— Begin Passage given —

20
$\begingroup$

Suppose there is a grid $[1,N]^2$. A person standing at some initial point $(x_0,y_0)$ walk randomly within the grid. At each location, he/she walks to a neighboring location with equal probability (e.g., for an interior point, the probability is $\frac{1}{4}$; for a corner, it's $\frac{1}{2}$.). Suppose there are $m$ absorbing barriers $B=\{(x_1,y_1),\cdots,(x_m,y_m)\}$ inside the grid. Once the person is on a barrier, the random walk process stops. I'd like to ask how to calculate the hitting probability and the expected number of steps for each barrier.

Edit: The problem can be transformed into a Markov chain. But the expected hitting time for each absorbing state is still not easy to calculate.

$\endgroup$
4
  • 2
    $\begingroup$ interesting question, where is it from and have you made any progress? $\endgroup$ Jan 20, 2020 at 19:26
  • 1
    $\begingroup$ This was endorsed in the Pearl Dive. $\endgroup$ Jul 13, 2021 at 7:28
  • $\begingroup$ Is the "expected number of steps for each barrier" conditioned on that barrier actually being the one hit? It seems to me like this would be solved by dynamic programming, by considering each barrier in a system with the other barriers removed. I believe there may be a theorem that since the state space is finite, iterating over the states in any fixed order will converge to the solution, but I'm not sure, it has been a while since I've done any dynamic programming. $\endgroup$
    – Joe
    Jul 13, 2021 at 12:51
  • $\begingroup$ @Joe Feel free to start with the case $m=1$ when your concern is moot (if I got it right). It looks like this problem must be enjoyed slowly :-) $\endgroup$ Jul 13, 2021 at 15:54

2 Answers 2

6
+500
$\begingroup$

As mentioned in the edit, this can be represented as a Markov chain - in particular, a discrete time Markov chain on a finite state space, which is absorbing.

For much of the answer below, my reference is "Grinstead and Snell's Introduction to Probability", currently located at this link https://math.dartmouth.edu/~prob/prob/prob.pdf

For such a Markov chain, the states which are not absorbing are called transient. If there are $t$ transient states (for the posted problem, $t=N^2 - m$) and $r$ absorbing states (for the posted problem, $r=m$), it is common to order the states so that the transient states are first, so that the probability transition matrix is in block form as:

$$ P = \begin{bmatrix} Q & R\\ 0 & I_r \end{bmatrix} $$

Here $Q$ is $t \times t$, $R$ is $t \times r$, $0$ is the $r \times t$ zero matrix, and $I_r$ is the $r \times r$ identity matrix.

It is known that the $i,j$ entry of the "fundamental" matrix $N = (I_t - Q)^{-1}$ is the expected number of times that the chain will visit transient state $j$ if it started in transient state $i$.

Therefore, the sum of the $i^\mathrm{th}$ row of $N$ is the expected number of steps before being absorbed, if starting in transient state $i$.

The probability of being absorbed into absorbing state $j$, $1\le j \le r$, if the chain started in transient state $i$, is the $i,j$ entry of $B = NR$.

As for "the expected number of steps for each barrier", if the chain starts in a transient state $i$ that has a nonzero probability of not hitting a particular absorbing state $j$, then I believe the interpretation of the "expected number of steps to hit that barrier" would be infinity, since there is a positive probability that it will never hit the barrier.

— End Passage given —

**Set problem**
Transcribe the grid random-walk thread word for word between "The probability of" and "of $B = NR$.", inclusive.

— Begin Material provided —

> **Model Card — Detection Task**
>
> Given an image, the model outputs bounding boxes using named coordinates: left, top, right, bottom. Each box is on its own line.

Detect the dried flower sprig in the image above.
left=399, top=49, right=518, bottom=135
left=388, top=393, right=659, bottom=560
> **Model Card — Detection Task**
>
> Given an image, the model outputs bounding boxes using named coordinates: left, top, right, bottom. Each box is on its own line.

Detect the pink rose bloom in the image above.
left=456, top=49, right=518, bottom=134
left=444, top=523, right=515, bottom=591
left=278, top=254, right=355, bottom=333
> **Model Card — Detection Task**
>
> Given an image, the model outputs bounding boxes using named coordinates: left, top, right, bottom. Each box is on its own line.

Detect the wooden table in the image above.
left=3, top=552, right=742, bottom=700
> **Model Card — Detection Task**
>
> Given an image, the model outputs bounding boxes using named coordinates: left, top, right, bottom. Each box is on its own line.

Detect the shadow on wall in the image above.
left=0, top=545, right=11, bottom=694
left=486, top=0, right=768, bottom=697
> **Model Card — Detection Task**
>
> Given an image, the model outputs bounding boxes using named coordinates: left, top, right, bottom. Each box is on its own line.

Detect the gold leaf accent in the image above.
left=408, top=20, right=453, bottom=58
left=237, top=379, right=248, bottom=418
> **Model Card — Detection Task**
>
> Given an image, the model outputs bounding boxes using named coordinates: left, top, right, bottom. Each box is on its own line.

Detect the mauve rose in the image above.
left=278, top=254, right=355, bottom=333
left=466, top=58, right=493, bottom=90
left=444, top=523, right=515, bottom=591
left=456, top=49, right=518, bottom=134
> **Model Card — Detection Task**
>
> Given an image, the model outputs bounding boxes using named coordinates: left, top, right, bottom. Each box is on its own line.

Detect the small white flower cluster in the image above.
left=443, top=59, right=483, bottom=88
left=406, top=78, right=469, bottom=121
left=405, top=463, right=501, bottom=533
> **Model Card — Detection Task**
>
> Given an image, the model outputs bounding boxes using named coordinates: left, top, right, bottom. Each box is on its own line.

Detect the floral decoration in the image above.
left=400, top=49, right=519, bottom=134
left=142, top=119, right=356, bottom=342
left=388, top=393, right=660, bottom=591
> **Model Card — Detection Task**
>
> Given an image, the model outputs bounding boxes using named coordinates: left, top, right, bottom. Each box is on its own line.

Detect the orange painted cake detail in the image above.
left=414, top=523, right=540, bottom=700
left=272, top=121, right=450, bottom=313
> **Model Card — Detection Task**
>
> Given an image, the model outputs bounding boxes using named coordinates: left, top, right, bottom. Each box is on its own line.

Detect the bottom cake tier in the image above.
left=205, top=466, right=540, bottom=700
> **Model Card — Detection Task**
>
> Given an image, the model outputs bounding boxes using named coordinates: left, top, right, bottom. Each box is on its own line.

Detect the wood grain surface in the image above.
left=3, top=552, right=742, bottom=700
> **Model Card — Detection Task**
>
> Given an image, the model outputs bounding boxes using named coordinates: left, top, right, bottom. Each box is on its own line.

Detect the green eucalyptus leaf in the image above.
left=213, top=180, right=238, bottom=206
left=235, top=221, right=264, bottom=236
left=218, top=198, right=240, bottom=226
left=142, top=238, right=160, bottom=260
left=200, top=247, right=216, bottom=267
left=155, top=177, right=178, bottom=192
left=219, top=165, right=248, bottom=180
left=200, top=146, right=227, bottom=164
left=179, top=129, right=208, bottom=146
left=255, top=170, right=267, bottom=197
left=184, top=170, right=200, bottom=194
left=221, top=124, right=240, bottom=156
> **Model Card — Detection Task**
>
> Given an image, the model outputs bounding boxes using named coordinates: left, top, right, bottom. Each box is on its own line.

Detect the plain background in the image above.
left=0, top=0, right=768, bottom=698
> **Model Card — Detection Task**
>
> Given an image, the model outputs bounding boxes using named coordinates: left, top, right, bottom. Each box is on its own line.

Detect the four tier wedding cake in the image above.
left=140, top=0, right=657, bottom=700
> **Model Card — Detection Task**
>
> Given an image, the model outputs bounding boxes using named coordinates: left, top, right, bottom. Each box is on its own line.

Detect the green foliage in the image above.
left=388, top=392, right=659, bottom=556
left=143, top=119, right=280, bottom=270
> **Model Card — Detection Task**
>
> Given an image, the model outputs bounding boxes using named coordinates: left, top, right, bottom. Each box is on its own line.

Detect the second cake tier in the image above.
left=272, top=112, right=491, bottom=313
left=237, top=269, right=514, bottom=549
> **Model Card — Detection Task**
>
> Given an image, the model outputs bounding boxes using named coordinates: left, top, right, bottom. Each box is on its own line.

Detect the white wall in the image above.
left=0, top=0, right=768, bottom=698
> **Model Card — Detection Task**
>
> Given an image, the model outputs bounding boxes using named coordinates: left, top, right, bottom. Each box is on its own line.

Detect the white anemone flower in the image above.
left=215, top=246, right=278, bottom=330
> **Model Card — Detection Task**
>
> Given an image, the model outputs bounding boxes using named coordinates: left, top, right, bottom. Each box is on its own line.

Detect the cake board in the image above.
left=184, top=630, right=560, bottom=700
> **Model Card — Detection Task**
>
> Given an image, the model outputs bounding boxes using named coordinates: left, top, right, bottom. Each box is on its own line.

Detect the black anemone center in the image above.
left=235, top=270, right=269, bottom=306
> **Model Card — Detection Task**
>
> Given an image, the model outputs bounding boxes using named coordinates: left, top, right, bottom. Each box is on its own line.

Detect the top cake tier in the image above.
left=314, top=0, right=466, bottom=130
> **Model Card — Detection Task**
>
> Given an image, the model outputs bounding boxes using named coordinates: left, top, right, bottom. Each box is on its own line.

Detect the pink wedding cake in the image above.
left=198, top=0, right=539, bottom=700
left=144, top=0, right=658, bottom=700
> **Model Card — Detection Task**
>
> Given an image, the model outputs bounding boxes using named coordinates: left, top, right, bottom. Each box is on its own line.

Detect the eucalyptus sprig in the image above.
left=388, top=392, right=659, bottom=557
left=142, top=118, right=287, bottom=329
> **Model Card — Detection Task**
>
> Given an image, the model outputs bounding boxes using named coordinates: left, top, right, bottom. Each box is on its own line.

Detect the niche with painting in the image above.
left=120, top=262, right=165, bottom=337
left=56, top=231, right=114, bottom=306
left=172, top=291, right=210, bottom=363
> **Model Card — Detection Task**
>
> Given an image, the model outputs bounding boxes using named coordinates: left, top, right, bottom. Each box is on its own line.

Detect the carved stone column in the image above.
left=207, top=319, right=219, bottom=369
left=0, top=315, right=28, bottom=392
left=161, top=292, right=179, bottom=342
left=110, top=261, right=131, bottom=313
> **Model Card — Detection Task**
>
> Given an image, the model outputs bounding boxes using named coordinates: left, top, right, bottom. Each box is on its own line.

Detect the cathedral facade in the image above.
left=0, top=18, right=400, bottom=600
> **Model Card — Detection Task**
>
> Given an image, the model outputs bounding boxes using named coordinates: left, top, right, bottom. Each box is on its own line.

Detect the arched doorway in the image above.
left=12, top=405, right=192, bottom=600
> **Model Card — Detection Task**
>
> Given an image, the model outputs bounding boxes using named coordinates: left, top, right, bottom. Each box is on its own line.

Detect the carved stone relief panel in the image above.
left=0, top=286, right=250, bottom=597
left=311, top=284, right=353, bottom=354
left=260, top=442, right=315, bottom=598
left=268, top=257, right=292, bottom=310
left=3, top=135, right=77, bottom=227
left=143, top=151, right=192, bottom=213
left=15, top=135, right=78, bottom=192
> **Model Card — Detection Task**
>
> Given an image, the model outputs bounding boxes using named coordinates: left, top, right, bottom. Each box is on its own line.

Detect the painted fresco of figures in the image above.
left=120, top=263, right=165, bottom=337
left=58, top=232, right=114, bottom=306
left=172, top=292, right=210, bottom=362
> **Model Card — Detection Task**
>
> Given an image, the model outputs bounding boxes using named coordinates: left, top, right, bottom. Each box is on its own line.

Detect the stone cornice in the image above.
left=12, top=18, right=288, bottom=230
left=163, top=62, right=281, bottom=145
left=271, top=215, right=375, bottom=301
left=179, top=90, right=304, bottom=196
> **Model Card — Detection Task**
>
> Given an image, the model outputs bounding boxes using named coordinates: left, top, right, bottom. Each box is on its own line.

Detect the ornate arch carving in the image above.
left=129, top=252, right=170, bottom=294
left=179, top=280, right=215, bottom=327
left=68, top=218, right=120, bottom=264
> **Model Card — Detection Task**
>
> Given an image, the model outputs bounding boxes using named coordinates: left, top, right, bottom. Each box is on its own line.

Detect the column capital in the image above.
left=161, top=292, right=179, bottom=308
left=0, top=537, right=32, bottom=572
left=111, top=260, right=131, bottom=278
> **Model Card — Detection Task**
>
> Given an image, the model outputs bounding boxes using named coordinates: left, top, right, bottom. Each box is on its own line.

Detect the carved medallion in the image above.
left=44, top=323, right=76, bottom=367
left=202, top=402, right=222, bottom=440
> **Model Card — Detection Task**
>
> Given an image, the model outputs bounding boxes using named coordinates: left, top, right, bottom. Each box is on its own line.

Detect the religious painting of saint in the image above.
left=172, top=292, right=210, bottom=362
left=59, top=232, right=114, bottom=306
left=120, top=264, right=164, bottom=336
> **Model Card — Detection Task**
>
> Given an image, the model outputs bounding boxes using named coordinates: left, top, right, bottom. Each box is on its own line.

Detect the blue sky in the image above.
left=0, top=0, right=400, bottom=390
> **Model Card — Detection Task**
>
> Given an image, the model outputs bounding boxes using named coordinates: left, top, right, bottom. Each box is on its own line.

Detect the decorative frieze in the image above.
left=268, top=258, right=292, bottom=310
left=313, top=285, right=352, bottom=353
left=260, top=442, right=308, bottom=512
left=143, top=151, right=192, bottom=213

— End Material provided —

**Problem solution**
The probability of being absorbed into absorbing state $j$, $1\le j \le r$, if the chain started in transient state $i$, is the $i,j$ entry of $B = NR$.